WORK TO COMPLETE: Pick out every line in the records below that contains the string "jacket", and copy each of those lines in full.

┌────────

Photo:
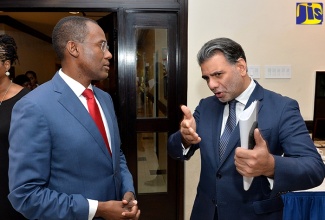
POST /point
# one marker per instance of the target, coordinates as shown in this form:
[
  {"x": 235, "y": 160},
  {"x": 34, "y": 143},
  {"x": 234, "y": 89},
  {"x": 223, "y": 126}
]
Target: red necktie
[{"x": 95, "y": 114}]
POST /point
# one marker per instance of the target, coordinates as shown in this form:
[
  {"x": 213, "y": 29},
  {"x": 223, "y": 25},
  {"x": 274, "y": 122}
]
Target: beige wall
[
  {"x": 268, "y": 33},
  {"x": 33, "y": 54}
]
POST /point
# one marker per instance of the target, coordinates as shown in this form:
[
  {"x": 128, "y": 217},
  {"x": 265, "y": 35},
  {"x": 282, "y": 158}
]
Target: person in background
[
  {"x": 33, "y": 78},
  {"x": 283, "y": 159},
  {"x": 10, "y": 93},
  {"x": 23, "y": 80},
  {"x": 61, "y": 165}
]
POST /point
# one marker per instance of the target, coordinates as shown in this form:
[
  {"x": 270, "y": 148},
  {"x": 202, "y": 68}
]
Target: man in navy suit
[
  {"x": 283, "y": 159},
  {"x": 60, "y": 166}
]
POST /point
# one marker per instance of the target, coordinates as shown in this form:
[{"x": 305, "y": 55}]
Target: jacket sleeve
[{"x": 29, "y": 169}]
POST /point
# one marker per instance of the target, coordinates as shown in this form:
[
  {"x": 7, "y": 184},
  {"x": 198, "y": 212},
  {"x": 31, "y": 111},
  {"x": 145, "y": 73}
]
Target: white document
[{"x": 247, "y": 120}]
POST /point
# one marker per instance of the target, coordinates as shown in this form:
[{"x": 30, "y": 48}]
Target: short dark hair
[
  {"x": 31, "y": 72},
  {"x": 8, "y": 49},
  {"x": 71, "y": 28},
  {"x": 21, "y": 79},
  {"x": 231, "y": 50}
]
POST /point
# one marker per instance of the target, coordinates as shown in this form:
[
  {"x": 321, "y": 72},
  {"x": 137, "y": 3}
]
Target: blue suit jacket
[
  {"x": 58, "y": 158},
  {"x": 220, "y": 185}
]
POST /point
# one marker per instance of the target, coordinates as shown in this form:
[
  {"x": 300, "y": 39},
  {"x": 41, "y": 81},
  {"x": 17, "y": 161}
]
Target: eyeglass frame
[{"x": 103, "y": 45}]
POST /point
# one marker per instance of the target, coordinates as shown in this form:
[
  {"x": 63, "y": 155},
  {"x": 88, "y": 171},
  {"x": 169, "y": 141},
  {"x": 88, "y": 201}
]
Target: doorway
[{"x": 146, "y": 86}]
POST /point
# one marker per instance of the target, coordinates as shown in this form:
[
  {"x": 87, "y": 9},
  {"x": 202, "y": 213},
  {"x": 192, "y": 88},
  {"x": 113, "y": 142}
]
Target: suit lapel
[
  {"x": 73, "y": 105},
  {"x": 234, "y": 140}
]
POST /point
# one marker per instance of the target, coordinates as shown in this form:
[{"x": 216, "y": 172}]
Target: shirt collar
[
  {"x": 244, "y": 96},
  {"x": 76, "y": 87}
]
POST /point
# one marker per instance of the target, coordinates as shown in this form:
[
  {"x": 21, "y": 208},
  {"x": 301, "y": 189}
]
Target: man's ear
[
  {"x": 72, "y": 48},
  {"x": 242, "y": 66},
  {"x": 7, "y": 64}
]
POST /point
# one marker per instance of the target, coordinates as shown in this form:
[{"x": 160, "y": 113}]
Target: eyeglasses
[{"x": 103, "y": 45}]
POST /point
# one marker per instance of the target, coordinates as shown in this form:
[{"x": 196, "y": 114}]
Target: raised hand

└────────

SOLUTION FOR THIS PROBLEM:
Target: jacket sleeve
Target: blue suit jacket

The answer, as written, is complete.